Copy each of the lines below verbatim, from the first to the last.
····················
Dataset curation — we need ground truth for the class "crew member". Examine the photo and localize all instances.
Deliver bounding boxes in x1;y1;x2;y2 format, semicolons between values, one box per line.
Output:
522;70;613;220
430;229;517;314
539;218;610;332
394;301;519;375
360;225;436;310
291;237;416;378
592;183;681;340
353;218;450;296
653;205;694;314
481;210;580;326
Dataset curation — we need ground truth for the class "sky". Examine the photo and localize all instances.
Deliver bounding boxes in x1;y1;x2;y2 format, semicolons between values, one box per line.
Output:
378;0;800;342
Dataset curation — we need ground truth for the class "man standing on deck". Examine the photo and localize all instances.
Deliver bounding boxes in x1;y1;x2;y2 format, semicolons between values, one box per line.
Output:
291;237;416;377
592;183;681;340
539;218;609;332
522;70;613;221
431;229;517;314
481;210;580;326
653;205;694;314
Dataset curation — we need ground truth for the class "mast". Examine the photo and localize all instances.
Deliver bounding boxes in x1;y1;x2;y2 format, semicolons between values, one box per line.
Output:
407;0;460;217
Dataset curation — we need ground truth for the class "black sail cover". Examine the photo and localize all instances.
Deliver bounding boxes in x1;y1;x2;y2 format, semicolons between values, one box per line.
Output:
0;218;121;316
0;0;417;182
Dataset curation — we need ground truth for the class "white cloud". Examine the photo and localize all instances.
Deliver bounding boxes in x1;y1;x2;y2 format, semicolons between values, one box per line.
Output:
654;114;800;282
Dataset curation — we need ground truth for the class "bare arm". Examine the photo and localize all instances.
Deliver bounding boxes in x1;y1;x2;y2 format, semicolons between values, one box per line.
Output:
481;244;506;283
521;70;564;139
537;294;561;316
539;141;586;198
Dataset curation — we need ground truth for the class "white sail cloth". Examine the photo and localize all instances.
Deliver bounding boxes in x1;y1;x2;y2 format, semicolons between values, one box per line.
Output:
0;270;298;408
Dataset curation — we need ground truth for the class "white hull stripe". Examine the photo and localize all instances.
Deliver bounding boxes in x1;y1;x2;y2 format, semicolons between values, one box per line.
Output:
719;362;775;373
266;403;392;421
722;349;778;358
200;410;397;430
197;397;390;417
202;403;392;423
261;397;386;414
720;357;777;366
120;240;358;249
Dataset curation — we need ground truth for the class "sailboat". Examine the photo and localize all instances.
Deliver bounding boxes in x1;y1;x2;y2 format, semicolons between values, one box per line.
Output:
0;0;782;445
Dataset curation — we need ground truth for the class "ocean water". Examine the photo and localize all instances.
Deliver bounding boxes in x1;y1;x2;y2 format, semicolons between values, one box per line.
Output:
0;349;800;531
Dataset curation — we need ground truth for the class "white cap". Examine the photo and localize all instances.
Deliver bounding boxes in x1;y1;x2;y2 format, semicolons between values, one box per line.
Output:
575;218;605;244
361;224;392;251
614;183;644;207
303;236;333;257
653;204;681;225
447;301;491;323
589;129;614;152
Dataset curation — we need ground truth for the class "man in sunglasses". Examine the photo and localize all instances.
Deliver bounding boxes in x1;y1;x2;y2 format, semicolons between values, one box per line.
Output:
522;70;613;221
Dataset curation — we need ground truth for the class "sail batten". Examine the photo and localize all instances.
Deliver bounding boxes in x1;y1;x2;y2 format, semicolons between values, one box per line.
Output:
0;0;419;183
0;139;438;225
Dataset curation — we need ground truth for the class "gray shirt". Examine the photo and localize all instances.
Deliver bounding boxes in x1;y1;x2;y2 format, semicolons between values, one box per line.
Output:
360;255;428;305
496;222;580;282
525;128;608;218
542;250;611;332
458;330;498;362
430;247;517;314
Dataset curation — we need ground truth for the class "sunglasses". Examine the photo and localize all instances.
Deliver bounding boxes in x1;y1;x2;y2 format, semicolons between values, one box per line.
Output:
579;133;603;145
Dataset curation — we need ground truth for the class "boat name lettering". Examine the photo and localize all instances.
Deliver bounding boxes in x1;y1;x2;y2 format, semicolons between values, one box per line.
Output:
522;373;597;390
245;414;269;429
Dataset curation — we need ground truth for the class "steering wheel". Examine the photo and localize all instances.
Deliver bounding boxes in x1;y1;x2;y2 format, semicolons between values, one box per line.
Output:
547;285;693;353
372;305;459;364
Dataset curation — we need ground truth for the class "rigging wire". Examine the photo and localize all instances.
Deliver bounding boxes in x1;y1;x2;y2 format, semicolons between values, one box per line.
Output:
····················
### TASK ANSWER
Dataset curation — we need ground truth for the class "crew member". Examine the photo and localize all instances.
Deliver bounding boxes in x1;y1;x2;y2 format, semicolons between values, one box per line.
Output:
522;70;613;220
430;229;517;314
539;218;610;332
394;301;519;375
360;225;436;310
291;237;416;378
592;183;681;340
353;218;450;296
653;205;694;314
481;210;580;326
Dataset curation — we need ground truth for the class "sky". Examine the photo and localize all instances.
Deliver bounding boxes in x1;y1;x2;y2 format, semicolons between values, one box per line.
Output:
378;0;800;342
Dataset curation — we need ground truth for the class "man standing on deck". Examine the photo and localize all instances.
Deliver bounding boxes in x1;y1;x2;y2 format, semicolons between values, one box per line.
Output:
291;237;416;377
592;183;681;340
539;218;609;332
522;70;613;221
431;229;517;314
481;210;580;326
653;205;694;314
Dataset curation — we need ground truth for the class "mast". Examine the photo and localize all instances.
Deliver bounding boxes in x1;y1;x2;y2 format, semicolons between values, one box per line.
Output:
407;0;460;217
Dataset curation — we need ground truth for the class "black sail cover". Examine the photo and localize all instances.
Deliver bounding boxes in x1;y1;x2;y2 format, semicolons between values, one box per line.
Output:
0;218;121;316
0;0;417;182
Dataset curation — we need ground truth for the class "white cloud". Examine the photo and localize all instances.
Deliver bounding boxes in x1;y1;x2;y2 format, semicolons between values, one box per line.
Output:
654;114;800;282
Dataset curation — we need ground truth for the class "bare arm". Examine the photo and localize all instances.
Deliver bounding boxes in x1;y1;x2;y2 format, semicolons between values, one box per line.
Output:
481;244;506;283
521;70;564;139
537;294;561;316
539;141;586;198
Dataset curation — we need ground truth for the class "white sail cloth". Examine the photo and localize all instances.
Deliver bounding boxes in x1;y1;x2;y2 format, semicolons between values, one box per line.
Output:
0;270;298;408
Dataset curation — we need ground truth for the class "white hull stripe". Examine the photo and localize all instances.
Deliver bounding boxes in x1;y1;x2;y2 format, semicolons between values, one box per line.
Output:
719;362;775;373
266;403;392;421
722;349;778;358
200;410;397;430
197;397;390;417
202;403;392;423
261;397;386;414
720;357;777;366
120;240;358;249
Dataset curation — we need ground truth for the class "sailboat". Examine the photo and localize all instances.
Deliver bounding boxes in x1;y1;x2;y2 format, semicolons between values, one box per line.
Output:
0;0;782;445
Dataset curation — we need ground truth for the class "ocean water". Examine the photo and localize all instances.
Deliver bounding boxes in x1;y1;x2;y2 format, semicolons between values, one box per line.
Output:
0;349;800;531
Dataset curation — we need ground truth for the class "white cap". Examine the photo and localize all instances.
Deliver bounding boxes in x1;y1;x2;y2 format, semicolons between values, one box per line.
Output:
575;218;605;244
361;224;392;251
614;183;644;207
303;236;333;257
653;204;681;225
447;301;491;323
589;129;614;152
Dataset curation — we need ground truth for the class "man in sunglasses". Examine the photo and localize all instances.
Deliver bounding boxes in x1;y1;x2;y2 format, semicolons between values, one box per line.
Output:
522;70;613;221
Dataset curation — we need ground truth for the class "sail batten". Examine the photo and localize all instances.
Deliver bounding boxes in x1;y1;x2;y2 format, semicolons between values, one box per line.
Output:
0;0;419;183
0;139;438;225
Dataset curation — we need ground truth for the class "gray shirt". Examine the photo and localize all instances.
Deliver bounding boxes in x1;y1;x2;y2 format, semicolons between values, one box per line.
Output:
360;255;428;305
496;222;580;282
525;128;608;218
542;250;611;332
458;330;498;362
430;247;517;314
Dataset curation — we need ground truth for the class "sunglasses". Examine the photo and localize all instances.
Deliver bounding boxes in x1;y1;x2;y2 format, semicolons between values, one box per line.
Output:
579;133;603;145
Dataset curation — we need ground truth for the class "boat name lettering". Examine the photo and localize all instances.
Deliver bounding boxes in x1;y1;x2;y2 format, semicolons between values, one box per line.
Output:
522;373;597;390
245;414;269;429
Dataset curation — we need ground truth for the class "steering wheel". Examine the photo and localize all instances.
Deliver bounding boxes in x1;y1;x2;y2 format, semicolons between values, one box per line.
Output:
547;285;693;353
372;305;459;364
Dataset curation — we need ground truth for the class "rigging wire". Examine the photo and localize all instances.
Deliver bounding boxes in x1;y1;x2;y2 format, semicolons between values, one box per line.
Output:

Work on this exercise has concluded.